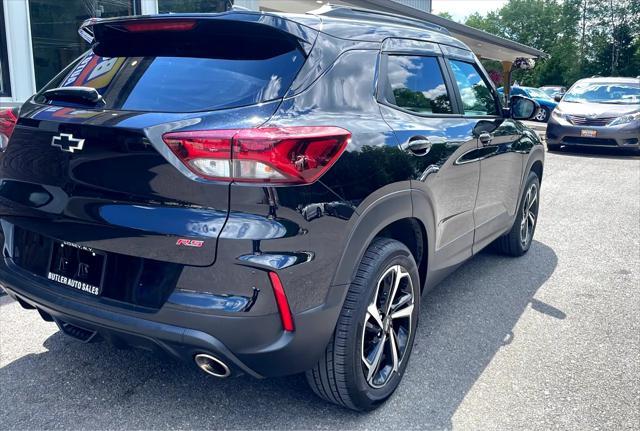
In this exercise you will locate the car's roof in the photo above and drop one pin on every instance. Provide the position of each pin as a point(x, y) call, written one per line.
point(612, 79)
point(370, 26)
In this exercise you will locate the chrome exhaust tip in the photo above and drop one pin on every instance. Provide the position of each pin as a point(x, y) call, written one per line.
point(212, 365)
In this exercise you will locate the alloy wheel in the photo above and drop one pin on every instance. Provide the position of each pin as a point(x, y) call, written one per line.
point(387, 326)
point(529, 215)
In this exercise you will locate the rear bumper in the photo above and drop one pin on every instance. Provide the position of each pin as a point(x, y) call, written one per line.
point(255, 350)
point(626, 136)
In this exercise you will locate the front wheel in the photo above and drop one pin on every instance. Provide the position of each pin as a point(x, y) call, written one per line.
point(368, 354)
point(518, 240)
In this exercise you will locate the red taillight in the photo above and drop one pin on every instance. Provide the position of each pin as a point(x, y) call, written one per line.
point(160, 25)
point(286, 155)
point(282, 302)
point(8, 120)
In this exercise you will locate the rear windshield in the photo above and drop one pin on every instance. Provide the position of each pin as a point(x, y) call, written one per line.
point(177, 83)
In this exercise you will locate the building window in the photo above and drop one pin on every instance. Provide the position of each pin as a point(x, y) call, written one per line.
point(5, 84)
point(54, 30)
point(185, 6)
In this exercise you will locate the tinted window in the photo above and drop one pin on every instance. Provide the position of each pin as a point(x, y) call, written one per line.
point(416, 84)
point(54, 30)
point(619, 93)
point(185, 84)
point(477, 99)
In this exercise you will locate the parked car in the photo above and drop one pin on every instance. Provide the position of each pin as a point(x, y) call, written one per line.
point(166, 192)
point(601, 112)
point(547, 104)
point(554, 90)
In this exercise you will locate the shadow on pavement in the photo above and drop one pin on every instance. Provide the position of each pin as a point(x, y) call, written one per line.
point(464, 322)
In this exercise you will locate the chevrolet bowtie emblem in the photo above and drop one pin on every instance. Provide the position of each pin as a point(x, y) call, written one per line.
point(66, 142)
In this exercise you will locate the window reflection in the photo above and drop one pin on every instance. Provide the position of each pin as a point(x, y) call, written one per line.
point(5, 86)
point(477, 99)
point(54, 30)
point(416, 84)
++++++++
WHAT IS NEEDED >> Every line above is to be duplicated exactly; no picture should be carried over.

SOLUTION FOR THIS TASK >>
In this exercise you will locate the car's roof in the photo above and drop one pin on every instance. Provide the position of each pin as a point(x, y) call, written one per line.
point(612, 79)
point(370, 26)
In this exercise you will locate the chrome exhaust tip in the photo above and drop one pin on every instance. Provide the position of each pin as a point(x, y) call, written one per line.
point(212, 365)
In this exercise you will locate the alloy wheel in the photo above and drop one pin on every instance. Provide the position of each pin as a point(x, y) call, written one per line.
point(387, 326)
point(529, 215)
In this exercise you will locate the rear bumper in the photo above and drop one pin on every instance. Provide the position of each pin as a point(x, y) call, written one per line.
point(255, 350)
point(626, 136)
In this exercise you will locate the front wheel in the photo above and drop one pin on every instance. Provide the position of each pin as a point(x, y) call, written one per line.
point(368, 354)
point(518, 240)
In this exercise you will locate the red taillight in the photo above and drop one pin on every instance. Provide the position of each pin as a point(x, y) call, written one per line.
point(160, 25)
point(286, 155)
point(282, 302)
point(8, 120)
In this exercise you will locate the rear windshield in the photo above and drop one pin on every instance. Provide the position of each pin as a point(x, y) call, written one per line.
point(177, 83)
In this exercise you will locate the building window in the photo above and drop one pin on every instance. Provide the position of each pin as a point(x, y) call, written one per line.
point(5, 84)
point(54, 30)
point(185, 6)
In this exercise you will locate the tinted window in the photo above and drop one pin on every instance. Provide the position of each pin as a point(x, y) call, written one per line.
point(416, 84)
point(54, 30)
point(619, 93)
point(185, 84)
point(477, 99)
In this exercise you will locate the parked car in the photo above and drop one pin on every instance. Provide the position of each pin as a point(x, y) call, written one per line.
point(166, 192)
point(601, 112)
point(547, 104)
point(554, 90)
In this exercise you will locate the shadow on pavement in the photo above and drop one pin on every instance. Provide the position of each pin as a point(x, y) call, written one per line.
point(464, 322)
In this exercise you will locate the chevrolet bowtie emblem in the photo above and drop one pin on every instance. Provide the position of each pin as a point(x, y) call, written one per line.
point(66, 142)
In this exercise you will locate the window reflection in the photo above and drop one pin on every instance. Provide the position of each pin as a point(x, y) call, written one per line.
point(5, 86)
point(477, 99)
point(54, 30)
point(416, 84)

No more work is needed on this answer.